→ **GIVEN PASSAGE**:
-------

I’m very confused by this whole crusade of yours. What does “defense in depth” mean formally? I can’t help but read it as “arbitrary extra steps of questionable value”. There are likely many such steps that could be added to any cryptographic protocol. It’s unclear to me the value of any of them.

Does hashing yield a tighter advantage bound anywhere? Or can we quantify the benefit of additional computation here in any way? If not, then why should we consider adding in arbitrary steps of questionable value? 

I’m also deeply confused by your references to the approx SIVP reduction. Has this been used for ML-KEM? Note that by this I mean the concrete question of whether

1. Approx SIVP has been worst-case cryptanalyzed, and then
2. The estimates from that worst-case cryptanalysis have been shoved through such a reduction, and then
3. The resulting parameters were used for ML-KEM. 

If this happened, and the reduction was highly non-tight, the resulting ML-KEM instance could be easily attacked. That would be concerning. 

Fortunately, it never happened. So I do not see why we should care. Even if we had a tight reduction, it’s not clear what the worst case hard instances of approx SIVP look like outside of the NP hard regime. So we probably would need to average case cryptanalyze it anyway. And then what’s the point?

Note that if for some reason you have a personal predilection for worst-case hardness, there are reductions of improved tightness by Aggarwal et al. 

Again, I do not think any of this discussion is relevant to this mailing list. But to the extent to which it is being discussed, it is out of date with the current literature. 

Sent from my iPhone

On Jul 13, 2026, at 4:16 PM, Jacob Appelbaum <[email protected]> wrote:

Hi Paul,

On 7/13/26 17:02, Paul Wouters wrote:
On Mon, 13 Jul 2026, Jacob Appelbaum wrote:
It is not a red herring against pure ML-KEM. ML-KEM is not broken.
I'm glad to hear you think this,

Yes. My objection is not that ML-KEM's lattice problem is broken. I have
not claimed there is a backdoor but my statements were twisted in any case.

I do worry about some of the provable security claims. For example,
Neal Koblitz, Subhabrata Samajder, Palash Sarkar, and Subhadip Singha's
2022 paper [0] says in its abstract:

 "We give a concrete analysis of this multi-step reduction. We find
  that the tightness gap in the reduction is so great as to vitiate
  any meaningful security guarantee, and we find reasons to doubt the
  feasibility in the foreseeable future of the quantum part of the
  reduction. In addition, when we make the reduction concrete it
  appears that the approximation factor in the SIVP problem is far
  larger than expected, a circumstance that causes the corresponding
  approximate-SIVP problem most likely not to be hard for proposed
  cryptosystem parameters.
  We also discuss implications for systems such as Kyber and SABER that
  are based on module-DLWE."

I would be interested to know whether the authors have changed their
minds, or whether their analysis received a published response that
addresses the core concerns of the 2022 paper. People involved with
NIST's PQC process know about this paper and I do not believe that they
have ever addressed it. Literature about this is most welcome.

-------

→ **INFORMATION PROVIDED**:
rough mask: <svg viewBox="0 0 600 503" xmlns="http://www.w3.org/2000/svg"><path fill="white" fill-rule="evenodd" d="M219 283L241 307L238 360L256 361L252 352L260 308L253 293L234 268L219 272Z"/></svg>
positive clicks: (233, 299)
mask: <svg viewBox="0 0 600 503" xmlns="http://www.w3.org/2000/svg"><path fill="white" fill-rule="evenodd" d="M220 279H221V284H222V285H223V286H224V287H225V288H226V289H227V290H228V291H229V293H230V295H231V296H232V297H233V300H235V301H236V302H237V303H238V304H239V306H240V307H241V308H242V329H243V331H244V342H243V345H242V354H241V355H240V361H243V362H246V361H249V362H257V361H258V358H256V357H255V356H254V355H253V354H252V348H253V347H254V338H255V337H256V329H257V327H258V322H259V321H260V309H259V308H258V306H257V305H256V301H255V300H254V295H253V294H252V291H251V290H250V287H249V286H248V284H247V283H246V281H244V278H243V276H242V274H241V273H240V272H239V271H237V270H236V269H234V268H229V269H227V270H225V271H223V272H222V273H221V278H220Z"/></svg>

-------

→ **WORK TO COMPLETE**:
**1)** Using the email about ML-KEM, decide whether each statement below agrees with it. Answer yes or no, and quote the deciding words.
(a) Estimates from worst-case cryptanalysis of approx SIVP were used to set the ML-KEM parameters.
(b) The abstract of the 2022 paper mentions Kyber and SABER.
(c) Jacob Appelbaum objects on the grounds that ML-KEM's lattice problem is broken.
**2)** Answer these questions from the email about ML-KEM.
(a) Whose work does the reply cite for reductions of improved tightness?
(b) In what year was the paper by Koblitz, Samajder, Sarkar, and Singha published?
(c) On what date did Jacob Appelbaum write his message?
**3)** Carry on the email about ML-KEM from the point where it stops.

→ **ANSWERS FOR EACH ITEM**:
**1)**
(a) No: "Fortunately, it never happened."
(b) Yes: "We also discuss implications for systems such as Kyber and SABER that are based on module-DLWE."
(c) No: "My objection is not that ML-KEM's lattice problem is broken."

**2)**
(a) Aggarwal et al.
(b) 2022
(c) Jul 13, 2026

**3)**
Again, I am not claiming that ML-KEM lattice security is practically
broken, and I am not making a negative lattice-security claim here. I am
saying that the proof landscape does not make me _more_ comfortable with
removing a very simple defense-in-depth strategy that survived
three NIST PQC rounds, that was added to address this type of issue, and
yet the removal was not identified as a security problem.

My main issue remains the protocol consequence of NIST removing Kyber's
hash over `m`. The pushback against restoring that hash does not seem
proportional, especially when the TLS draft does not itself impose the
approved-RBG conditions that FIPS 203 used to justify removing it. The
absence of both the hash and the approved-RBG requirement is unreasonable.

I agree that both ML-KEM drafts should get equal treatment.
I'm glad to hear you say this.

I realize that you may perceive me as being difficult, so I am glad that
you are glad. My goal here is straightforward and I believe that they
are compatible with our mutual cypherpunk sensibilities as I remember
them: strong cryptography, safe defaults, and fewer avoidable footguns.
The hashing change is wire-compatible with a peer that decapsulates
normally, and no peer will know whether you are hashing it anyway unless they know something about your random bytes that you probably do not know yourself.

The equal treatment should be to restore the Kyber hash in both drafts.
I don't think that is an option in MLKEM drafts. It could be an option in a Kyber draft if you submit that.

If restoring the hash is "not an option" in an ML-KEM draft, then that
is exactly one major problem that I am raising. Who decides the options?
We don't have consensus, so why can't we change the options on the table?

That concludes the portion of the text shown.